ТЕКСТ ДЛЯ ЧТЕНИЯ:
──────────

Шепот затихает. От порывов ветра дребезжит оконное стекло, и, стекая с крыши, булькает вода.
Утром начальник политуправления фронта приказал переехать редакции в Пирятин. В полях поникли, прибитые дождями, хлеба, теперь их никто не уберет и не обмолотит. Небо хмурое, дождливое. На дороге сплошные лужи и колдобины. Она забита тылами отходящих частей. Тянутся бесконечные обозы, даже на обочинах скрипят подводы. Редакторский ЗИС-101 вырывается вперед. Мышанский спешит в село Верхояровку, куда переехал штаб Юго-Западного фронта, чтобы узнать место будущей стоянки редакционного поезда. Верхояровка в семи километрах от Пирятина и находится на нашем пути. Когда редакционная колонна машин добралась туда, редактор уже ждал нас на дороге. Он подал знак следовать за его машиной.
Дорога уходит в свежую, сочную зелень свекловичных полей. Лужи в низинах широкие, их невозможно объехать. Идет борьба за каждый метр пути. Цепи, тросы, доски и наши плечи — все на помощь мотору! А чуть рассеются тучи и проглянет солнце, «юнкерсы» тут как тут. Пока нам везет — ни одна бомба не сброшена на редакционные машины. Продержаться бы еще часа два до темноты. Впереди снова огромная лужа. Юрий Крымов, так звонко подающий команды, когда мы вытаскиваем машины из колдобин, вдруг куда-то исчез.
Появился он радостный:
— Ребята, я нашел своих. Буду с вами прощаться. Вон вдали за свекловичным полем село. Знакомый шофер утром видел там машины моей редакции.

──────────

ИСХОДНЫЕ ДАННЫЕ:
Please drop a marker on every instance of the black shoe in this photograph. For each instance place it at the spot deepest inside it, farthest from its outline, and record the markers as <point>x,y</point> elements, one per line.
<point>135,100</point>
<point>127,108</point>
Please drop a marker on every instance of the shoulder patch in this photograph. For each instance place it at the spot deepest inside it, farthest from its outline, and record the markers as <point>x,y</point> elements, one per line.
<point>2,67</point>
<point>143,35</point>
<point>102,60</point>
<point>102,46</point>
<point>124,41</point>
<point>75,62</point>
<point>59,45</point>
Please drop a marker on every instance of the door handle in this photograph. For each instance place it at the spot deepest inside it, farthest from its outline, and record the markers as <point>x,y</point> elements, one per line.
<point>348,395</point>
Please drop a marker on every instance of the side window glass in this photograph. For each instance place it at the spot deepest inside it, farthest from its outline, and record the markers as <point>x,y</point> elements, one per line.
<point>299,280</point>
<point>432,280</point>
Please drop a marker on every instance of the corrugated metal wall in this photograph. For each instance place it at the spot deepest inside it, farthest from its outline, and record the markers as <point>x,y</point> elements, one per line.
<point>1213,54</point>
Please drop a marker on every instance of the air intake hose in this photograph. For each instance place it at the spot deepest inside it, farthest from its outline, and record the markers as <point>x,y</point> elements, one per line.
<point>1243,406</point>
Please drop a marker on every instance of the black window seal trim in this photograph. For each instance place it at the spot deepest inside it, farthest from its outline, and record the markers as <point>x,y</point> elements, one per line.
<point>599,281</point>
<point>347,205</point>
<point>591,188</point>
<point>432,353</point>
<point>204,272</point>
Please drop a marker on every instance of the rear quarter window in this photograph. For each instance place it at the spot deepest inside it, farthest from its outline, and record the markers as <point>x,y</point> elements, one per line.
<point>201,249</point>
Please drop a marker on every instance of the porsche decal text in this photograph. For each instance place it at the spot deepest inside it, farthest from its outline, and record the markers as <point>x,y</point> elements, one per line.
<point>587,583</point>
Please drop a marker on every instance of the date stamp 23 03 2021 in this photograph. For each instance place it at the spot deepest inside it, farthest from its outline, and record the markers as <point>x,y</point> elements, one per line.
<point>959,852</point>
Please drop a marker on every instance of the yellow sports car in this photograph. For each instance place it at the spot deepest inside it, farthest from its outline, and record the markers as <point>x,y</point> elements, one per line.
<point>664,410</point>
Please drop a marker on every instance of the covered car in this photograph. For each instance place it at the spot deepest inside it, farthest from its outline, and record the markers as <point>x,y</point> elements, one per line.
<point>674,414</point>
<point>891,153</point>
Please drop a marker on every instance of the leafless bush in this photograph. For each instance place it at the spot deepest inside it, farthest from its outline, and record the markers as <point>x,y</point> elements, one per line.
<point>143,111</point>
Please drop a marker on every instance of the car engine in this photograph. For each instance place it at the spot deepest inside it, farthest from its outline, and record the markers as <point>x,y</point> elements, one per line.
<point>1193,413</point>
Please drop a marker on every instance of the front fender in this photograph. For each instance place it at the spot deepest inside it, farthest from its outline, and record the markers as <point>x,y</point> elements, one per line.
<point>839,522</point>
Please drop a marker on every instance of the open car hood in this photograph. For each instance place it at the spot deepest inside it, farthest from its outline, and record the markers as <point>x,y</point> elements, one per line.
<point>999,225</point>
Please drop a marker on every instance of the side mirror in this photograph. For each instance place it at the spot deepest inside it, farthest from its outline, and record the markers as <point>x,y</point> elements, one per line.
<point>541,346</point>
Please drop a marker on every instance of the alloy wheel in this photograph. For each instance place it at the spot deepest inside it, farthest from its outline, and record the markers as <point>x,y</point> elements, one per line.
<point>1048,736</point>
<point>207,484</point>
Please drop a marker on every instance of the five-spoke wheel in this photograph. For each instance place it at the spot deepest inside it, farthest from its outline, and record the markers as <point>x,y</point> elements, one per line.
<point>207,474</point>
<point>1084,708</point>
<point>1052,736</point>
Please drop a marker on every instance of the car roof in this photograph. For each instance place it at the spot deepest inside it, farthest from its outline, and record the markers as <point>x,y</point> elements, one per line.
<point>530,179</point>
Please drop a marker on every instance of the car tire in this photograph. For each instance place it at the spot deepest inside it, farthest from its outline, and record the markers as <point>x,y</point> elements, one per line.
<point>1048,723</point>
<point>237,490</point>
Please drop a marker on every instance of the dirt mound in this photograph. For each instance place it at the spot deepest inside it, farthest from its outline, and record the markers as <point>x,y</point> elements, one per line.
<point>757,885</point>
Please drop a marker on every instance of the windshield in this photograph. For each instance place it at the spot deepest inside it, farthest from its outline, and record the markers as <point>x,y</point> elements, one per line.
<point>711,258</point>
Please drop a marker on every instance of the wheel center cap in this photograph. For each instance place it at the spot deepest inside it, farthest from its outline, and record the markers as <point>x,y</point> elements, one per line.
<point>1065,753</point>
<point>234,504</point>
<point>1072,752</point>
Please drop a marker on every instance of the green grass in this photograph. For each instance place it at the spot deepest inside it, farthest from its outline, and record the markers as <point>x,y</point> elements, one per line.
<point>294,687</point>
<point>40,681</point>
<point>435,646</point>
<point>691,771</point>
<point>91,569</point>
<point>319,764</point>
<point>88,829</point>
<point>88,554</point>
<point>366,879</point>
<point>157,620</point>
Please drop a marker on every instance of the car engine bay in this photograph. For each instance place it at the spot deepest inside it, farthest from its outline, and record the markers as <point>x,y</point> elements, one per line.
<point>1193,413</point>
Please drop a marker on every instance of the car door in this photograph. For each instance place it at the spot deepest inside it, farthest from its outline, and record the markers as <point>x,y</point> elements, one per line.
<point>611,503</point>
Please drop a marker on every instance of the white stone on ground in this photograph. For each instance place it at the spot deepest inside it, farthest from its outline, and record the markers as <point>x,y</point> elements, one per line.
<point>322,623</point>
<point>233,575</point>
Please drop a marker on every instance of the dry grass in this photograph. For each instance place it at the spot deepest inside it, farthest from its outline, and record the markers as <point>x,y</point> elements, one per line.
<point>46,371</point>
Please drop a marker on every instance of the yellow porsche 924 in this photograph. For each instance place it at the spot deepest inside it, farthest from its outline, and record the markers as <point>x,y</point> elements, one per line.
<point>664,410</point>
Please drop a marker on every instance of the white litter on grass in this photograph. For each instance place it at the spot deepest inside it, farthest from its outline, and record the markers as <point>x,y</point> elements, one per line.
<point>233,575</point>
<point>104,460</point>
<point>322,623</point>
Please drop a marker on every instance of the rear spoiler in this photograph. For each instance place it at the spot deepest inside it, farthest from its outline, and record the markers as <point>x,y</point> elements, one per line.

──────────

Допишите текст о переезде фронтовой редакции в Пирятин, начиная сразу после его последней фразы.

ОТВЕТ:
— А сейчас вечер, твоя редакция переехала в другое место.
— Пойду и проверю.
— Ты два дня разыскивал редакцию и не нашел. Я боюсь, так будет и сейчас. Едем с нами в Миргород, — продолжал настаивать Твардовский.
— Ты сказал Миргород — и сразу вспомнилось: «Я ехал в дурное время. Тогда стояла осень с своею грустно-сырою погодою, грязью и туманом...» Как же там дальше? Ага! «Опять то же поле, местами изрытое, черное, местами зеленеющее, мокрые галки и вороны, однообразный дождь, слезливое без просвета небо». Вот и сейчас все как у Гоголя, — Крымов полез в кузов полуторки, взял там свою десятизарядку, надел каску, туже затянул на подбородке ремешок.
В реющей на ветру плащ-палатке взбежал на обочину, оглянулся: — У вас впереди не дорога, а океан. Попутного ветра! — Зашагал по свекловичному полю, постепенно сливаясь с его зеленью и чернотой.
Пробил последний час его жизни. Крымов шел в неизвестное село, уже занятое гитлеровцами, навстречу выстрелу...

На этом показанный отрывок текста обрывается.